Records from a data source:
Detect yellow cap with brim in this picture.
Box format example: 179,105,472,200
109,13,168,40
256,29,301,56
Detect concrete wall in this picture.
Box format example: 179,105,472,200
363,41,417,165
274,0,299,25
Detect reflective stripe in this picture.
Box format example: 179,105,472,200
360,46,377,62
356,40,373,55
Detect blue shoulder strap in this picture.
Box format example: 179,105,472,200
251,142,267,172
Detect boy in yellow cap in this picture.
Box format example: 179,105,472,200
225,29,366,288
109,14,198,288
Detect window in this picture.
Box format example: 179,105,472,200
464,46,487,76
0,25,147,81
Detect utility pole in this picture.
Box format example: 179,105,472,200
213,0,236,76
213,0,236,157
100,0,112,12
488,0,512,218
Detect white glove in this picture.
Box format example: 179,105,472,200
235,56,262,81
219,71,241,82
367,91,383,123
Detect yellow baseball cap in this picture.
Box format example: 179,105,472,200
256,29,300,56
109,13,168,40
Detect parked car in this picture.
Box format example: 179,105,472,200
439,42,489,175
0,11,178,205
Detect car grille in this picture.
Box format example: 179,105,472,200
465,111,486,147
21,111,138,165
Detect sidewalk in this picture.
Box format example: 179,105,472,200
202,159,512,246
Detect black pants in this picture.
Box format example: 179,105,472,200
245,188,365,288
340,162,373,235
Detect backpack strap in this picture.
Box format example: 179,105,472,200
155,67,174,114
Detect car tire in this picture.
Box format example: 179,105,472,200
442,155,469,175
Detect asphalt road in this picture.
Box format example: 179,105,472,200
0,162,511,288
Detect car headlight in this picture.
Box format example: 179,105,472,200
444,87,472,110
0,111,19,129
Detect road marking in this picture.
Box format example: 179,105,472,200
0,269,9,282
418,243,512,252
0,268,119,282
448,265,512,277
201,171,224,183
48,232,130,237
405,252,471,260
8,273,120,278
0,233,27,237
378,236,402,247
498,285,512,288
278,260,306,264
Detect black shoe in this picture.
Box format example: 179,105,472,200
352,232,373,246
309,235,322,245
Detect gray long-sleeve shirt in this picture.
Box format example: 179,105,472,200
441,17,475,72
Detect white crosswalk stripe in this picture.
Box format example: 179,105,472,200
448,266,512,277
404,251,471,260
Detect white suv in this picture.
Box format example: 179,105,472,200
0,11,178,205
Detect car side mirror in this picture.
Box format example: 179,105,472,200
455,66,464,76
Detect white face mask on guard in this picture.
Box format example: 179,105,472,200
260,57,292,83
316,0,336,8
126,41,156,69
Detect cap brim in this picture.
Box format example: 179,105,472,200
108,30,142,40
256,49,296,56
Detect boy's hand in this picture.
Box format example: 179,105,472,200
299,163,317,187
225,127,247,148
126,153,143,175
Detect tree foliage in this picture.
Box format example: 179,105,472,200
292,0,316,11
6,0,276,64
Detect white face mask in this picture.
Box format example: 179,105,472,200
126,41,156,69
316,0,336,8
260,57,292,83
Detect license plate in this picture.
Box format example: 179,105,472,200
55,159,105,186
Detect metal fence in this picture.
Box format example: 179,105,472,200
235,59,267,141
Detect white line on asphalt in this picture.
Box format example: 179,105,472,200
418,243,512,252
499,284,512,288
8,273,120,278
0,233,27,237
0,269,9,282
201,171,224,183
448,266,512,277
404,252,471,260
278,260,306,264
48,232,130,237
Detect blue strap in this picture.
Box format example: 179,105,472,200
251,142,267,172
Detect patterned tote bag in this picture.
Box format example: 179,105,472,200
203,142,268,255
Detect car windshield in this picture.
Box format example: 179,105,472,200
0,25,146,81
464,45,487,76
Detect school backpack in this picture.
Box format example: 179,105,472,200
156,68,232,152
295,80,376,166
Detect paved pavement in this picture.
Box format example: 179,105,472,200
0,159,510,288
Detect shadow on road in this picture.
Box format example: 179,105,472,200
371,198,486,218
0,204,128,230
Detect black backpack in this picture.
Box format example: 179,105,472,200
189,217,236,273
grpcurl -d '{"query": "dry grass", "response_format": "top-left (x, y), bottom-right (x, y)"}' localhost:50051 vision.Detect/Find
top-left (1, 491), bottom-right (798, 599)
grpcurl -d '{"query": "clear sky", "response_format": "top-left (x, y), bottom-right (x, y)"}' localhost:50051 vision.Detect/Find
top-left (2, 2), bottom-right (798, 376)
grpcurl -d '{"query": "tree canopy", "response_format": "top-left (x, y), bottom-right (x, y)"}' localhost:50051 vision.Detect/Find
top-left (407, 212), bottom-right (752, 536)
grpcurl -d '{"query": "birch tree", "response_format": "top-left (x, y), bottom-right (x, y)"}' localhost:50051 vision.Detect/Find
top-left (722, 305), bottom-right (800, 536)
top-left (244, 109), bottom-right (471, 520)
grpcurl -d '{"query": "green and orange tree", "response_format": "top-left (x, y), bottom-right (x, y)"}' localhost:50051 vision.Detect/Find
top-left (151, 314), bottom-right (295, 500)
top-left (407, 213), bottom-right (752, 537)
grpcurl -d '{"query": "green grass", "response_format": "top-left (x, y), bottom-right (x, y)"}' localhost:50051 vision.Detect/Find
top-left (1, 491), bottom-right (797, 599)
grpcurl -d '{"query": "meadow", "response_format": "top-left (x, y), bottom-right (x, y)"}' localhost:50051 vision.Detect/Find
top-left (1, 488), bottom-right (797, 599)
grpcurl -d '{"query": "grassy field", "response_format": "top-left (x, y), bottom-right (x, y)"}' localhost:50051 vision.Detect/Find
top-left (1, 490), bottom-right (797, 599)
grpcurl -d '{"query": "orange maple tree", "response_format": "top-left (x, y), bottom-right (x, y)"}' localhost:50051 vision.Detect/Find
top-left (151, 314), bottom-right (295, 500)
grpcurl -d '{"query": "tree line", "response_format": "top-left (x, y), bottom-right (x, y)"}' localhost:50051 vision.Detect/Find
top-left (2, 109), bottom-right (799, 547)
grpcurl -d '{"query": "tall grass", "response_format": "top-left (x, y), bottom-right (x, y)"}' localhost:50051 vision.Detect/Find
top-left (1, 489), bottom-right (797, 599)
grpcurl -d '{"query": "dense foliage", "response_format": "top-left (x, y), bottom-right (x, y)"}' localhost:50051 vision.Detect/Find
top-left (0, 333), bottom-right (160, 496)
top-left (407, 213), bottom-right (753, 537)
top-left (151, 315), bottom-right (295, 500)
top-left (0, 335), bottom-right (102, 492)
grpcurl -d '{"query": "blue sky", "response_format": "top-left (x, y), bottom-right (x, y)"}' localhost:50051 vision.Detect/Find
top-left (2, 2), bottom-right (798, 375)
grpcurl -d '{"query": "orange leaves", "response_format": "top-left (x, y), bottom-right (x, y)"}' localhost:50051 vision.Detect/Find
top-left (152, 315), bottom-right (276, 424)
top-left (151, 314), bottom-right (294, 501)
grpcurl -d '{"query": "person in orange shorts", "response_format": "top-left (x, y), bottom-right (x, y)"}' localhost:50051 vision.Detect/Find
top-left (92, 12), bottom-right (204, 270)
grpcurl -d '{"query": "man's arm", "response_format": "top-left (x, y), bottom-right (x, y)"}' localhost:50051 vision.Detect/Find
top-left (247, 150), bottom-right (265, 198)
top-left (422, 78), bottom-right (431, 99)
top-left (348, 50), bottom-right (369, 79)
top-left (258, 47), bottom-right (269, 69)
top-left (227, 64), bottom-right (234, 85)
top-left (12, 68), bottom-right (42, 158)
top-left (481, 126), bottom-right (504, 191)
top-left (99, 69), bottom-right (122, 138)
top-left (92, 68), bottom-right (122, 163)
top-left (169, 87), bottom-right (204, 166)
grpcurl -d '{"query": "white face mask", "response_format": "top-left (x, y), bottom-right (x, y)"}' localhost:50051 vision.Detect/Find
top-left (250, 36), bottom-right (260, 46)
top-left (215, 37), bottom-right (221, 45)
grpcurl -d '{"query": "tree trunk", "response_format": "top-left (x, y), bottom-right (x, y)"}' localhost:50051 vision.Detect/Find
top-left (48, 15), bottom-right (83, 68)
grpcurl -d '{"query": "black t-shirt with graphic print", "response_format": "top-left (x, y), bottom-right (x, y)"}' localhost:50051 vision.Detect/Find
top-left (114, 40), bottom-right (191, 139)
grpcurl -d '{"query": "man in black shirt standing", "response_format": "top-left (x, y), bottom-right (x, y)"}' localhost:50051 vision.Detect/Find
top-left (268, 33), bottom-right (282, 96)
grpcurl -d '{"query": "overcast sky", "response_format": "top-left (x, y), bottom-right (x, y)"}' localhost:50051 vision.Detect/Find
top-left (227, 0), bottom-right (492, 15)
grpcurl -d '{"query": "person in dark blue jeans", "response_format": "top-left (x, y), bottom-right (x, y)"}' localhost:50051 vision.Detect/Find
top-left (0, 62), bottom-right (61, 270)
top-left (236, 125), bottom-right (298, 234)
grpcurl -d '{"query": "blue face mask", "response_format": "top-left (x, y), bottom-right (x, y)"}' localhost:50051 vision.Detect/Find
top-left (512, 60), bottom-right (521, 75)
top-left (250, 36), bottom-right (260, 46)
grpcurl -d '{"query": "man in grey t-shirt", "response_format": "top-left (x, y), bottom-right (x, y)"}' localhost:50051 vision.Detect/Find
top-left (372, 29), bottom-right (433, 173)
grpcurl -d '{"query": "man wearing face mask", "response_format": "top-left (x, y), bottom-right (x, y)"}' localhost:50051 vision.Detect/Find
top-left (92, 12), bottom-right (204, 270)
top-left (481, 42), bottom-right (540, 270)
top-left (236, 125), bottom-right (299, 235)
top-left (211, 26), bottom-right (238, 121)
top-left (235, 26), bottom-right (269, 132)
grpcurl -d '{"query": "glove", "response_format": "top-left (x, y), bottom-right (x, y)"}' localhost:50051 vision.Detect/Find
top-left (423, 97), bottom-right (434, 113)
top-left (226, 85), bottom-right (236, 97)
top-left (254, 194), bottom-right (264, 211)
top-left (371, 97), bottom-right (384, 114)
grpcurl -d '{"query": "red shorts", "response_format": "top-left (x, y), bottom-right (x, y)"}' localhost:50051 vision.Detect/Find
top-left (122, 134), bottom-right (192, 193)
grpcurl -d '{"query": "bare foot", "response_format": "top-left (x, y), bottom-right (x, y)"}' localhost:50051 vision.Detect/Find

Problem description:
Note every line of the records that holds the word "asphalt", and copy it.

Task result:
Detect asphalt road in this picture.
Detect white line on asphalt in this picture.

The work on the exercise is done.